- _PROBLEM STATEMENT_:
Update the entries from the start through the line containing "166 L 32 170" by replacing "rocky stone wall" with "granite wall". Reproduce those lines with everything else unchanged.

>> BEGIN PROVIDED INFORMATION

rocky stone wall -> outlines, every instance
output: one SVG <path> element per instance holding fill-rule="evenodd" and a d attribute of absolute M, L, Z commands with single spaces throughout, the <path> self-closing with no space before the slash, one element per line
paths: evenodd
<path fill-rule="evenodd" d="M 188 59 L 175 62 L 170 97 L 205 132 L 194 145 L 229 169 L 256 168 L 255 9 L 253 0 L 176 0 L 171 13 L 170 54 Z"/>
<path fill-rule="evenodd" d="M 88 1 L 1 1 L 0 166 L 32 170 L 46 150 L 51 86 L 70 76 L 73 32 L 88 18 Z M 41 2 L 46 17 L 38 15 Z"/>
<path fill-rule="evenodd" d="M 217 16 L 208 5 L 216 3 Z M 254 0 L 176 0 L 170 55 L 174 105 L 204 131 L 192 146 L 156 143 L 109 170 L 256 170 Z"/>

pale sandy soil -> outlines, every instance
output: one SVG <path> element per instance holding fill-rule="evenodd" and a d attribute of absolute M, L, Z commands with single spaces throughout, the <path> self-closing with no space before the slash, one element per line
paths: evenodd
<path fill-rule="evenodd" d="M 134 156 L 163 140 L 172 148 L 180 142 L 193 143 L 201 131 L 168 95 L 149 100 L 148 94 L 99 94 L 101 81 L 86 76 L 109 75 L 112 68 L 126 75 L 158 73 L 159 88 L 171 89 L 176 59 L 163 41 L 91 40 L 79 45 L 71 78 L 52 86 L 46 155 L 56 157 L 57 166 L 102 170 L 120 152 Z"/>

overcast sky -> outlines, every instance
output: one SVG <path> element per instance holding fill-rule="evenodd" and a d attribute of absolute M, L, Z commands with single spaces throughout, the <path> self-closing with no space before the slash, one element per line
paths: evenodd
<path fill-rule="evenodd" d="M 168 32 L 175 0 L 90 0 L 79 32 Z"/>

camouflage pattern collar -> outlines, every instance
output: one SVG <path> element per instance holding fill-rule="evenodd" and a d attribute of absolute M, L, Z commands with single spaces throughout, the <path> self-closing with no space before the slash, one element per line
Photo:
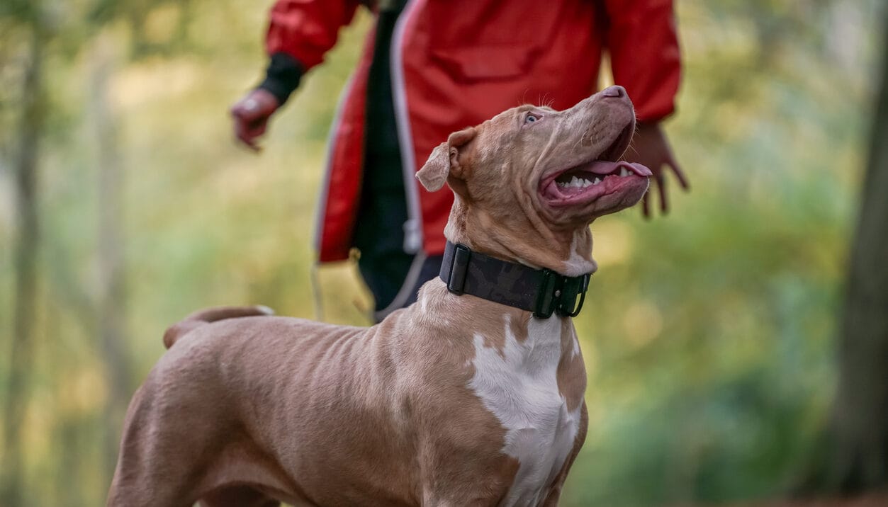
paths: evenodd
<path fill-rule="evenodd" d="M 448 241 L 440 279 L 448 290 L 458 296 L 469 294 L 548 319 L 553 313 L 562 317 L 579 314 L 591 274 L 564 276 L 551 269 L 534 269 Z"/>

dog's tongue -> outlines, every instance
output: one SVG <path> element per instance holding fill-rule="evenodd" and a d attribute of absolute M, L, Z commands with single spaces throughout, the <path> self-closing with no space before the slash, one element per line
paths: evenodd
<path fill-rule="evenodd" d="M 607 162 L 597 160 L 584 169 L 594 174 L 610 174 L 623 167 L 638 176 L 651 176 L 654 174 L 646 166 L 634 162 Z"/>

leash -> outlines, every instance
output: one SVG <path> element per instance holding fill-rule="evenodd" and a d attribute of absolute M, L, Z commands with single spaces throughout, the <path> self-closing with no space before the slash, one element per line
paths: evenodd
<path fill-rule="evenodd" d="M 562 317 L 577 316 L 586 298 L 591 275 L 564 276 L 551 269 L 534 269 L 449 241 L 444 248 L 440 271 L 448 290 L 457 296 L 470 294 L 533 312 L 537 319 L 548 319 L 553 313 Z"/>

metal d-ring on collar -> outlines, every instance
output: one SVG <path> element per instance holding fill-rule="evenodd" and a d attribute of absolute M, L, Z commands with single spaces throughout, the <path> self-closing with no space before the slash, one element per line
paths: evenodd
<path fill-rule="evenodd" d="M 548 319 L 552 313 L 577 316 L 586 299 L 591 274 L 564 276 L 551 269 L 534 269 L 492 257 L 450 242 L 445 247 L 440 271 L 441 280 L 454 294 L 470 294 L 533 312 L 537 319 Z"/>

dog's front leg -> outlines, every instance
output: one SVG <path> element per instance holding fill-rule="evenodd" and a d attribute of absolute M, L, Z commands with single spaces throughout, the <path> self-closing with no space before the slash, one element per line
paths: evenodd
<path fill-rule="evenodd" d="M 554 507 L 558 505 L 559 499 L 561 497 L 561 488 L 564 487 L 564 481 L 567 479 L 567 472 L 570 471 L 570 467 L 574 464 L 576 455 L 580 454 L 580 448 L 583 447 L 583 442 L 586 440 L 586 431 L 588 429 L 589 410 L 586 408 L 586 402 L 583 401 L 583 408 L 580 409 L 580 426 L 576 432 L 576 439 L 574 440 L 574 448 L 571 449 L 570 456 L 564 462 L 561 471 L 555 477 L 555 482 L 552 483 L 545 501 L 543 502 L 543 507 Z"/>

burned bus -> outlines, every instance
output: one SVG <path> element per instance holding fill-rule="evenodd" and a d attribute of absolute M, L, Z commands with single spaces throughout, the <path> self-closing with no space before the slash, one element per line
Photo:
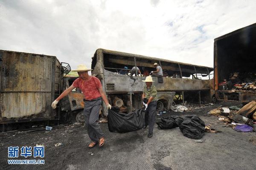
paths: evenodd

>> END PROVIDED INFORMATION

- _ANSWER FOR THE TASK_:
granite wall -> outlines, every instance
output: one SVG <path> element per instance holding fill-rule="evenodd" and a d attribute of absolute M, L, Z commands with single spaces throughout, the <path> self-closing with no space before the slash, one element per line
paths: evenodd
<path fill-rule="evenodd" d="M 188 59 L 175 62 L 170 97 L 205 132 L 194 145 L 229 169 L 256 168 L 255 9 L 253 0 L 176 0 L 171 13 L 170 54 Z"/>
<path fill-rule="evenodd" d="M 88 1 L 1 1 L 0 166 L 32 170 L 46 150 L 51 86 L 70 76 L 73 32 L 88 18 Z M 41 2 L 46 17 L 38 15 Z"/>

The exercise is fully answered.